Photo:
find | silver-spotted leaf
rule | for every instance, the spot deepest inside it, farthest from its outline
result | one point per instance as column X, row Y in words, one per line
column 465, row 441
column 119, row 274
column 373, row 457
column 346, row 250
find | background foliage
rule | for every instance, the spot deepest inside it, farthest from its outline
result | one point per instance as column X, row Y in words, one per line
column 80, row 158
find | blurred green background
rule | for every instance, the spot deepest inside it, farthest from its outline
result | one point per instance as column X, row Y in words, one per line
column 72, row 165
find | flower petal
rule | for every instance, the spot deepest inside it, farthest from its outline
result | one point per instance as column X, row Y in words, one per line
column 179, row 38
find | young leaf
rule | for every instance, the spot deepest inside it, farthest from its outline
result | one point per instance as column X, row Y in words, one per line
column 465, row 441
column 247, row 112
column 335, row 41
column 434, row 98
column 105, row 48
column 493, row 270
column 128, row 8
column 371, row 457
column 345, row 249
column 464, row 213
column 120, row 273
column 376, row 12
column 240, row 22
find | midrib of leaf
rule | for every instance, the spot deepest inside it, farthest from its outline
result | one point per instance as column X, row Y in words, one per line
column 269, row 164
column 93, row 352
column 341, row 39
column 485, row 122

════════

[Written problem] Please repeat all of the data above, substituting "most distant from its edge" for "farthest from its outline" and leaving everything else unchanged.

[Full answer]
Photo:
find | silver-spotted leaf
rule | for every instance, the spot deepest inside it, most distant from its edge
result | one point per instance as column X, row Y in words, one per line
column 465, row 441
column 119, row 274
column 373, row 457
column 346, row 250
find | background foliage
rule | for every instance, the spot deepest inside it, most distant from its edge
result | one point per instance as column X, row Y in words, one per line
column 80, row 158
find | blurred green background
rule | for every instance, the spot deepest inside it, most distant from its edge
result | one point per instance as column X, row Y in words, one per line
column 72, row 165
find | flower petal
rule | for every instance, the spot deepest inside it, most distant from its edge
result | one point per instance as column X, row Y in words, one per line
column 179, row 38
find | young leaf
rule | for every instance, the spot deepest inside it, most distant from its edge
result | one point per instance as column X, row Y in words, one per line
column 465, row 441
column 247, row 112
column 335, row 41
column 434, row 98
column 105, row 48
column 493, row 270
column 128, row 8
column 371, row 457
column 345, row 249
column 464, row 213
column 120, row 273
column 376, row 12
column 240, row 22
find | midrib of leaf
rule | for every instance, the spot deepest inside it, most distant from its edge
result | one point per instance as column X, row Y in words, one per line
column 269, row 164
column 93, row 352
column 341, row 39
column 485, row 122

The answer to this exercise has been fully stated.